指示
**A.** エントリのうち、「Annotate stone tower.」を含む行からエントリの末尾までを、「Annotate」を「Mark」に置き換えて更新しなさい。それ以外は変更しないこと。
**B.** 怪談ユニット『おばけ座』のインタビュー記事を、最後の文の後から書き進めなさい。

知れば知るほど、世界の見え方が変わる!怪談師ユニット『おばけ座』が誘う、“怖い”を超えた実話怪談の魅力。

ここ数年、空前の盛り上がりを見せている怪談界隈。全国各地で大小さまざまな怪談イベントが行われているだけでなく、怪談の「語り手」による賞レースも開催されているんです。その中で注目を集めているのが、誰かが実際に体験した「実話怪談」というジャンルで活動する怪談ユニット『おばけ座』。それぞれが語り手として活躍している伊勢海若さん、チビル松村さん、深津さくらさん、ワダさんの4名の怪談師に、ビジュアル等のディレクションを行うグラフィックデザイナーNZM110さんを加えた異色のユニットです。今回は、語り手のみならず作家としても活躍する深津さくらさんと、怪談大好き建築家・ワダさんにインタビュー! 実話怪談の魅力や怪談に魅せられたきっかけなど、お話を伺ってきました。「怪談=怖い話」という思い込みがくるりとひっくり返り、異世界への扉が開きます!

ユニット名を決めるとき、候補が100個ぐらいあったんですけど、その中から『怪談マスター烈伝』に決まりかけて(深津)。それはキツいなって(ワダ)。

『おばけ座』は2023年2月結成とのことですが、まずは結成のきっかけからお聞きしてもいいですか?

深津:メンバーそれぞれが怪談師としてけっこう長く活動してまして、仕事の現場で一緒になることがよくあったんですね。気が合うので友達みたいな感じだったんですけど、ユニットを組むことになったのは、私がチビル松村に「仲間をつくって活動したい」という話をしたことがきっかけなんです。怪談師の中にはコンビやグループで活動している方がいて、同じ目標を持って仕事をするのは楽しいだろうなっていう憧れがうっすらとあって。ちょうどその頃、チビルくんも私も怪談のYouTubeを始めてほしいという声をたくさんいただいていて、でも個人でやるのは難しいよねっていう話をしていたところだったんですね。だから、みんなで集まってやれば、お互いの仕事をやりくりしながら動画配信できるんじゃないかってことになって。それで、チビルくんが発起人になって怪談師4名が集められて、そこに怪談イベントの企画もされていたグラフィックデザイナーのノゾミ(NZM110)さんを加えて、5人でスタートしました。

深津さくらさんは京都の美大出身で、メンバーの伊勢海若さんは大学時代の後輩。「伊勢くんは当時から怪談好きとして有名でした」

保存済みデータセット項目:
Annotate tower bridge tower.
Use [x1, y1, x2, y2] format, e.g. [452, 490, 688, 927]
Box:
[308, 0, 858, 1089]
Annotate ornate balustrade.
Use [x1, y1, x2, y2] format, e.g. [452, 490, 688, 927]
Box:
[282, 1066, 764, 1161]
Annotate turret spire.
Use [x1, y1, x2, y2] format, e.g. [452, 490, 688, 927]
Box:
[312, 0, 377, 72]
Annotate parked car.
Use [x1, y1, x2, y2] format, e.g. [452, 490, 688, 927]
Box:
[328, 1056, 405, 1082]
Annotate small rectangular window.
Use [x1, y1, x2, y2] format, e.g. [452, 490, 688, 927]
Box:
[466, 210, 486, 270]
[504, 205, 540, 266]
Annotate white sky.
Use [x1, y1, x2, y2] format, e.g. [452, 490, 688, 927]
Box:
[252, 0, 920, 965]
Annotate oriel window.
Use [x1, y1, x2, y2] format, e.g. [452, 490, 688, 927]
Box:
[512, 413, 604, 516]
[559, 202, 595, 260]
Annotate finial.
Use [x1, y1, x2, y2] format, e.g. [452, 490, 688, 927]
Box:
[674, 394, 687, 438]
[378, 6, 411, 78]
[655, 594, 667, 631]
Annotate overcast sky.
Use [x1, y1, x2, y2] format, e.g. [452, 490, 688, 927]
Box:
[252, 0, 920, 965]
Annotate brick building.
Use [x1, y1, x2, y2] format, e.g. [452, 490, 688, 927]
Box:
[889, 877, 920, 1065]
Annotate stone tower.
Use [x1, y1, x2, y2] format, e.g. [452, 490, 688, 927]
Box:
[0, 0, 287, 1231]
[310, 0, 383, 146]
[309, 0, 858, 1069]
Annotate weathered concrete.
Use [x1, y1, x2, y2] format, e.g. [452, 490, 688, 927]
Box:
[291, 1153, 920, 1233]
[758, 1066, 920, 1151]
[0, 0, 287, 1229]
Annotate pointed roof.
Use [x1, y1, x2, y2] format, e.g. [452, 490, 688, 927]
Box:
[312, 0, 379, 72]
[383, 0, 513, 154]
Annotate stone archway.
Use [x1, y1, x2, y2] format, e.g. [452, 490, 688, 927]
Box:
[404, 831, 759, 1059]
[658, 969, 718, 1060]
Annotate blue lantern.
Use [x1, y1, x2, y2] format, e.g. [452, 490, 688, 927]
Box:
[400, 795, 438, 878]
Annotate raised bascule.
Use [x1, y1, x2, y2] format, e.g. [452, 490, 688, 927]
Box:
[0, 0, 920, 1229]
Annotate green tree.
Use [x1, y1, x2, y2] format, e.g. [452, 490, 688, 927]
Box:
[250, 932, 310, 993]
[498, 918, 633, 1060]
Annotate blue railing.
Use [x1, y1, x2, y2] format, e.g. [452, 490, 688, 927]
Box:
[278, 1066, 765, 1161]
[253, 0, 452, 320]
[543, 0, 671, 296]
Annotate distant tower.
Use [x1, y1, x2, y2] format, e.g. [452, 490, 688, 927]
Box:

練習問題の解答
**A.**
Mark stone tower.
Use [x1, y1, x2, y2] format, e.g. [452, 490, 688, 927]
Box:
[0, 0, 287, 1231]
[310, 0, 383, 146]
[309, 0, 858, 1069]
Mark weathered concrete.
Use [x1, y1, x2, y2] format, e.g. [452, 490, 688, 927]
Box:
[291, 1153, 920, 1233]
[758, 1066, 920, 1151]
[0, 0, 287, 1229]
Mark pointed roof.
Use [x1, y1, x2, y2] format, e.g. [452, 490, 688, 927]
Box:
[312, 0, 379, 72]
[383, 0, 513, 154]
Mark stone archway.
Use [x1, y1, x2, y2] format, e.g. [452, 490, 688, 927]
Box:
[404, 831, 759, 1059]
[658, 969, 718, 1060]
Mark blue lantern.
Use [x1, y1, x2, y2] format, e.g. [452, 490, 688, 927]
Box:
[400, 795, 438, 878]
Mark raised bascule.
Use [x1, y1, x2, y2] format, e.g. [452, 490, 688, 927]
Box:
[0, 0, 920, 1229]
Mark green tree.
Use [x1, y1, x2, y2] format, e.g. [452, 490, 688, 927]
Box:
[250, 932, 310, 993]
[498, 918, 633, 1060]
Mark blue railing.
Use [x1, y1, x2, y2] format, e.g. [452, 490, 688, 927]
Box:
[278, 1066, 765, 1161]
[253, 0, 452, 320]
[543, 0, 671, 296]
Mark distant tower.
Use [x1, y1, x2, y2] format, e.g. [452, 490, 688, 927]
Box:

**B.**
個人で活動していた怪談師さんによるユニットなんですね。皆さんお付き合いは長いんですか?

ワダ:知り合ったのはもう6~7年前になりますね。

怪談師さん同士の横のつながりとかは、けっこうある感じなんですか?

深津:ここ数年で語り手はすごく増えたんですけど、それまでは本当に限られた人しか表に出てなかったので。イベントになると、ほぼ決まった人が顔を合わせる感じだったので、みんな仲は良かったですね。

お二人が怪談に魅せられたきっかけや、怪談師として活動するに至った経緯を教えてください。

ワダ:設計事務所で働いていた当時、夜中に画面を見ながら仕事をすることが多かったんですけど、音楽よりもラジオとか、人の声や会話を聞きながら手を動かすとすごくはかどったんですよ。それでいろいろ試した結果、怪談が集中するのにちょうどよくて。作業用BGMとして怪談を聴くようになって、そこからどんどんハマりました。

怪談を作業用BGMに!

ワダ:最初の頃は稲川淳二さんとかを聴いてたんですけど、実話怪談というものがあることを知って。誰かの体験を取材して、そのままドキュメンタリとして話すっていうジャンルなんですけど、本当にあった話というのがすごく面白かったんですね。それで、そういうものを集めて話す人がいることを知って、自分もやってみようかなと思ったのが発端です。

建築設計事務所ランチ!アーキテクツの代表でもあるワダさん。現在、河童との共存を目指す「KPD(カッパディメンション)」をテーマに古い町家をリノベーション中。

作業用BGMから入って、実話怪談に出会って怪談師になられたんですね。深津さんはどんなきっかけで?

深津:私は大学2回生のときに、大阪の怪談イベントに行ったのがきっかけです。それまではホラーが嫌いで怖いのも苦手だったんですけど、行ってみたらすごく面白くて。メリヤス会館という古いビルの地下にあるお店が会場で、蝋燭だけの明かりの中で10人くらいのお客さんが怖い話や体験談を持ち寄って話すんですけど、ひそひそ声のボリュームなんですよ。それがものすごく怖くて。でも、あとで振り返ったら、その時のことが楽しい思い出になっていたんです。

ホラーや怖いものが苦手だったのに、怪談は大丈夫だったっていうのが意外ですね。

深津:苦手だと思っていたんですけど、怪談の怖さを味わってみたら、それがすごく心地いいものだったんです。そこからハマって、まわりの友達の体験談を蒐集してみたら、たくさん聞けたんですよ。こんなに身近にあるんだなってドはまりして。話が集まったらそれを友達に話して…ということをしていて、美大なのに、卒業論文も怪談を研究テーマに書きました。

美大なのに、怪談をテーマに卒論を書かれたんですか?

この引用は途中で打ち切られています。